▽
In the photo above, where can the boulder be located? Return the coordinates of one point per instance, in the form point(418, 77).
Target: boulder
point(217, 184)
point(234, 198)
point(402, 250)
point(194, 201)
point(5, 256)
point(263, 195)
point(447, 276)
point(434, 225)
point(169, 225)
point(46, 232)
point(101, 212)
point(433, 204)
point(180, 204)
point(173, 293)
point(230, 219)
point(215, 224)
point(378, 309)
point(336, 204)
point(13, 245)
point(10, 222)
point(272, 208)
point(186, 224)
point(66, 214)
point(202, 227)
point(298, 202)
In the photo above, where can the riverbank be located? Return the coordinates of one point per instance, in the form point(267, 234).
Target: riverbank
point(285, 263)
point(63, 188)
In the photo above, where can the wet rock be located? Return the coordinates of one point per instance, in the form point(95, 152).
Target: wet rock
△
== WHAT NEEDS TO BE DONE ==
Reproduce each entry above exactly, keeping every character.

== ANSWER SPACE ==
In the photo above, where can the boulder be located? Return the coordinates of one point per instance, in the form point(418, 77).
Target: boulder
point(217, 184)
point(234, 198)
point(402, 250)
point(194, 201)
point(5, 256)
point(263, 195)
point(447, 276)
point(434, 225)
point(169, 225)
point(46, 232)
point(101, 212)
point(433, 204)
point(180, 204)
point(173, 293)
point(230, 219)
point(215, 224)
point(378, 309)
point(336, 204)
point(13, 245)
point(10, 222)
point(272, 208)
point(186, 224)
point(66, 214)
point(202, 227)
point(298, 202)
In the photo above, where can the riverbank be located? Return the coordinates of one point per instance, in the form point(267, 234).
Target: riverbank
point(285, 263)
point(63, 188)
In the photo above, where can the wet rock be located? Return the coordinates of one point per instance, in the form point(95, 152).
Target: wet rock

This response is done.